OBJECTIVE - Repeat only the lines from the one holding "Task: annotate the gold chain" down to the last line of the listing below, including both of those lines.

DATA FOR PROCESSING -
_ _ _ _ _

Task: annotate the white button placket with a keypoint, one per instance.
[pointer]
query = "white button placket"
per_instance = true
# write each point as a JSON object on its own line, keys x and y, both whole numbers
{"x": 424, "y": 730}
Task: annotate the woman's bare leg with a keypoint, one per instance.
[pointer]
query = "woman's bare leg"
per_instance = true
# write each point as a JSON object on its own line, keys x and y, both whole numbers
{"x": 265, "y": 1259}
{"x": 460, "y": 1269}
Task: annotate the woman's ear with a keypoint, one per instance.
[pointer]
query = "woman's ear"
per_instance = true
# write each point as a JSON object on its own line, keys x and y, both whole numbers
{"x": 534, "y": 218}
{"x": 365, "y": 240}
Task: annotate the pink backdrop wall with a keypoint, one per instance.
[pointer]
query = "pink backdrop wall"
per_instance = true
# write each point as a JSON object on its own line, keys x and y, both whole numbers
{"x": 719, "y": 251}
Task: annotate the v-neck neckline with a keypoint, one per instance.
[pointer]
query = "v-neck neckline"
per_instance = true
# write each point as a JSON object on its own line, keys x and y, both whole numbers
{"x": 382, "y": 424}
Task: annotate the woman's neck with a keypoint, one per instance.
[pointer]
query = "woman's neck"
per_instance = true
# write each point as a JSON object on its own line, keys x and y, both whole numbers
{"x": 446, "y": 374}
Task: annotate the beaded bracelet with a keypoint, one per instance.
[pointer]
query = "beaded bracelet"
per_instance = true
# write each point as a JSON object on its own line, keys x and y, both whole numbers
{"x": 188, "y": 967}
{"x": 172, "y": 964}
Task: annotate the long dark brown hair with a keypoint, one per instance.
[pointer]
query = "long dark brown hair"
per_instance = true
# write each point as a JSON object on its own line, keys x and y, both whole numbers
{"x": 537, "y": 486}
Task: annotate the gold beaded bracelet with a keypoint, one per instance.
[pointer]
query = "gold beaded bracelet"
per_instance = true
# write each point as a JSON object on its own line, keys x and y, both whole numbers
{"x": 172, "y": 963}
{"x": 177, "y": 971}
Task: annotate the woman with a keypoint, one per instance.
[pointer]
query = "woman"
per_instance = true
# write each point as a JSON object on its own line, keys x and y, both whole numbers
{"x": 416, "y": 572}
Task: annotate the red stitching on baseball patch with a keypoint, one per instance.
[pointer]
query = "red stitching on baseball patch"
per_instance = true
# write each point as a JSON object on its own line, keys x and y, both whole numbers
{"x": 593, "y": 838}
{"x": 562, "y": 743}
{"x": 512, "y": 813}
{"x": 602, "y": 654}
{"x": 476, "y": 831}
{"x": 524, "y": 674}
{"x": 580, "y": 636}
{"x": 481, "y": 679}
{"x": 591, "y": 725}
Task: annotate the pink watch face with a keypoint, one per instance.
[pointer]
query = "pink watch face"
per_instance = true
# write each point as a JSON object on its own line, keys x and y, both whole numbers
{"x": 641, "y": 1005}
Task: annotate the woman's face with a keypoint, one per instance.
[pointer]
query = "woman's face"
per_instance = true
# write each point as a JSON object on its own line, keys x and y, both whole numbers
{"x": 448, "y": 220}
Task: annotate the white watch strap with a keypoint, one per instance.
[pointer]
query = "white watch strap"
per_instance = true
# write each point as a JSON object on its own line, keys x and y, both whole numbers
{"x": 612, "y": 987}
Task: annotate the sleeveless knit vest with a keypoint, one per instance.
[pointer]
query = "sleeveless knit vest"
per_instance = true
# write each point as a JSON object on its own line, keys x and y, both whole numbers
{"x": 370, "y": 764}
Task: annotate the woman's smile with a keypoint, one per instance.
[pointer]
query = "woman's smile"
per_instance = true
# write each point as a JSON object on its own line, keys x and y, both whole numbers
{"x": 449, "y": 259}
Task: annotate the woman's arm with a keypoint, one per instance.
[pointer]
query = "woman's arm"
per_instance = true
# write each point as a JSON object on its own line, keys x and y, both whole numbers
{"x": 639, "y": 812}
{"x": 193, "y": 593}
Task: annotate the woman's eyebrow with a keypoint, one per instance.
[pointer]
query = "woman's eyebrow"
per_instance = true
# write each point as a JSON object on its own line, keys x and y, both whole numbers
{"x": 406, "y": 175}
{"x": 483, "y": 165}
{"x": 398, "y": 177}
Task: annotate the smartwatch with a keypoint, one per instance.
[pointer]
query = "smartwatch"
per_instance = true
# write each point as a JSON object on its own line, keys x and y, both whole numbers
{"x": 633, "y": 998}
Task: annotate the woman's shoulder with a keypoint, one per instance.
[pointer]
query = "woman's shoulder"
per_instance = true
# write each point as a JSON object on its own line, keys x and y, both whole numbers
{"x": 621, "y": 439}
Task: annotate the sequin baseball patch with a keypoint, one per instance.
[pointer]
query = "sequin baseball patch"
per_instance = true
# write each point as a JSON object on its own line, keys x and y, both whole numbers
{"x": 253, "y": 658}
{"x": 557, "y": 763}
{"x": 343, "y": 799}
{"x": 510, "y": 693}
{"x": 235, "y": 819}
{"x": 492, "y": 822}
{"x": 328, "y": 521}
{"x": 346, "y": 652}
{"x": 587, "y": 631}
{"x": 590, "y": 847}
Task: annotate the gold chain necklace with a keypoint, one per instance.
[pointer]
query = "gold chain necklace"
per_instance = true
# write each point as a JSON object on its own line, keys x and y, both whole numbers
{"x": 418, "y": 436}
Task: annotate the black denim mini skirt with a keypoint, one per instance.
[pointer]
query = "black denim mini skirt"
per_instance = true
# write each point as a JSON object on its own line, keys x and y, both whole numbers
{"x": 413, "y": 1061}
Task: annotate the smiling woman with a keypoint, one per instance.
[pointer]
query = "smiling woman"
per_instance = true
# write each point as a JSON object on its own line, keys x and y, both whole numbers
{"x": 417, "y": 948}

_ _ _ _ _

SOLUTION FOR THIS PROBLEM -
Task: annotate the gold chain necklace with a keypoint, one per instance.
[pointer]
query = "gold chain necklace"
per_instance = true
# write each point as a JSON object on its own line, keys x and y, both whole numbers
{"x": 418, "y": 436}
Task: annotate the black denim mini skirt with a keypoint, one per instance.
[pointer]
query = "black denim mini skirt"
per_instance = true
# write each point as a JSON object on its own line, keys x and y, both whole numbers
{"x": 413, "y": 1061}
Task: annotate the smiling woman with a keypoint, one per instance.
[pointer]
query = "smiling woman"
per_instance = true
# write each point as a JSON object on its own line, keys x and y, both whole numbers
{"x": 417, "y": 948}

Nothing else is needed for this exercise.